> [DIRECTIONS]
Format the lines from the one containing "Target: pale sky" to the one containing "column 345, row 156", both included, as a JSON list of strings, one string per line, with blank lines omitted.
---------- PROVIDED DATA ----------
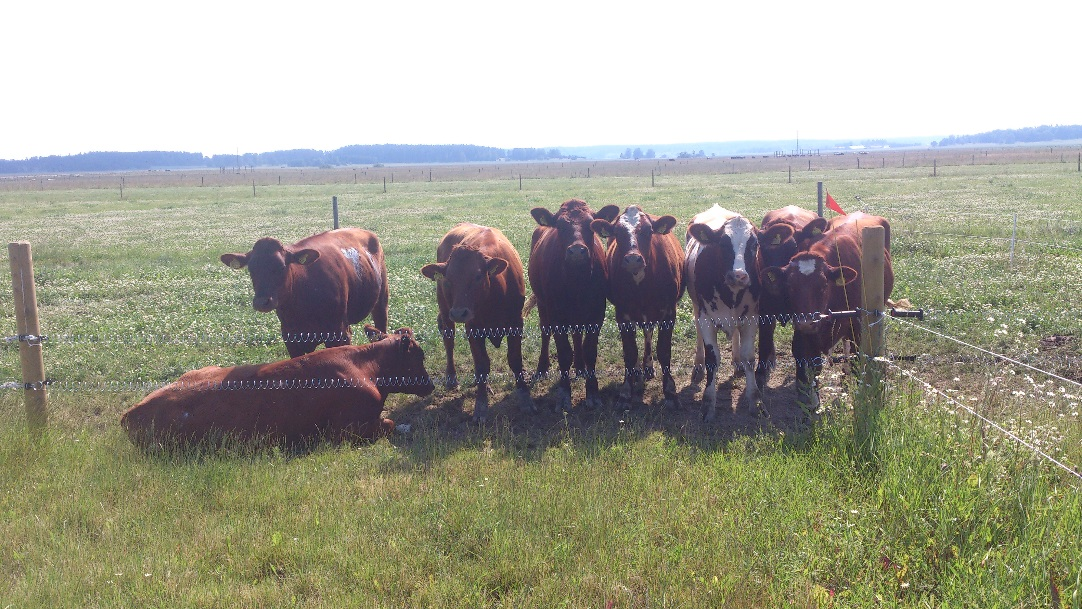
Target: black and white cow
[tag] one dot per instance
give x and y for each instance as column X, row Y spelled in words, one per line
column 723, row 281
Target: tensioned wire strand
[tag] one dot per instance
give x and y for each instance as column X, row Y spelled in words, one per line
column 927, row 386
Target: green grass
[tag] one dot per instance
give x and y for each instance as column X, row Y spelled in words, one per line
column 645, row 510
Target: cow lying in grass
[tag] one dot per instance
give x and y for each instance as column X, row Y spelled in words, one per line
column 334, row 394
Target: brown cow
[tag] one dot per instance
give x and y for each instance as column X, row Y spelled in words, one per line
column 645, row 265
column 567, row 275
column 480, row 283
column 825, row 278
column 319, row 286
column 783, row 233
column 333, row 394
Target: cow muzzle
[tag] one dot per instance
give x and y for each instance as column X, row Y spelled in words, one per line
column 634, row 263
column 577, row 254
column 737, row 279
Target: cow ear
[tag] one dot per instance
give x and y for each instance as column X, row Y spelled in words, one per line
column 602, row 227
column 664, row 225
column 776, row 235
column 842, row 275
column 235, row 261
column 608, row 212
column 434, row 270
column 543, row 216
column 701, row 233
column 815, row 228
column 773, row 279
column 304, row 256
column 496, row 265
column 373, row 333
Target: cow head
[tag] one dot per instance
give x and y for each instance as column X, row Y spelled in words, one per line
column 632, row 232
column 808, row 280
column 572, row 224
column 734, row 246
column 465, row 277
column 268, row 265
column 406, row 374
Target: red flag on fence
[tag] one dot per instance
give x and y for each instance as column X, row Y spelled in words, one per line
column 833, row 204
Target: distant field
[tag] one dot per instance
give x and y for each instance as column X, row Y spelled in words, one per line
column 646, row 508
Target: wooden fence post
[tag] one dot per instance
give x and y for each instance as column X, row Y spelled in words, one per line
column 29, row 332
column 870, row 395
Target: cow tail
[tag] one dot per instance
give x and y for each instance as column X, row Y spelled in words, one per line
column 530, row 305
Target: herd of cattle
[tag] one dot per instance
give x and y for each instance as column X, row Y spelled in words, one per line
column 740, row 279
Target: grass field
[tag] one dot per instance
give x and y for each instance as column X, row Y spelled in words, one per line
column 647, row 508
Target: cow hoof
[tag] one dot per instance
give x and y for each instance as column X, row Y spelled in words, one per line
column 526, row 400
column 709, row 413
column 762, row 378
column 564, row 401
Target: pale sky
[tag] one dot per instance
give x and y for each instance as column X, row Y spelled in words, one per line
column 218, row 77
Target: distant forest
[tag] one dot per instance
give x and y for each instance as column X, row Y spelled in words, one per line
column 1029, row 134
column 345, row 156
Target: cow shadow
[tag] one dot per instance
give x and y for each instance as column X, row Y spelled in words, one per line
column 441, row 425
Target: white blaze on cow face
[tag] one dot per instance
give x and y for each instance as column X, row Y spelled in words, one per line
column 739, row 230
column 629, row 223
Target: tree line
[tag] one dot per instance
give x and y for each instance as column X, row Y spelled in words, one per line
column 374, row 154
column 1029, row 134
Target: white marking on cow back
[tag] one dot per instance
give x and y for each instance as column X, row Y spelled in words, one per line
column 630, row 223
column 354, row 256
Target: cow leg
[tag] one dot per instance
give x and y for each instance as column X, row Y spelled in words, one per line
column 807, row 370
column 483, row 366
column 746, row 359
column 380, row 309
column 543, row 362
column 710, row 363
column 447, row 331
column 647, row 353
column 564, row 357
column 767, row 353
column 580, row 367
column 515, row 363
column 664, row 358
column 629, row 338
column 698, row 370
column 590, row 355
----------
> [THE COMPLETED TASK]
[
  "Target: pale sky",
  "[tag] one dot per instance",
  "give x and y for each instance as column X, row Y spelled in words, one per line",
  "column 218, row 77",
  "Target: distant forest",
  "[tag] one dot per instance",
  "give x and y for each instance as column X, row Y spelled in words, one per line",
  "column 1029, row 134",
  "column 345, row 156"
]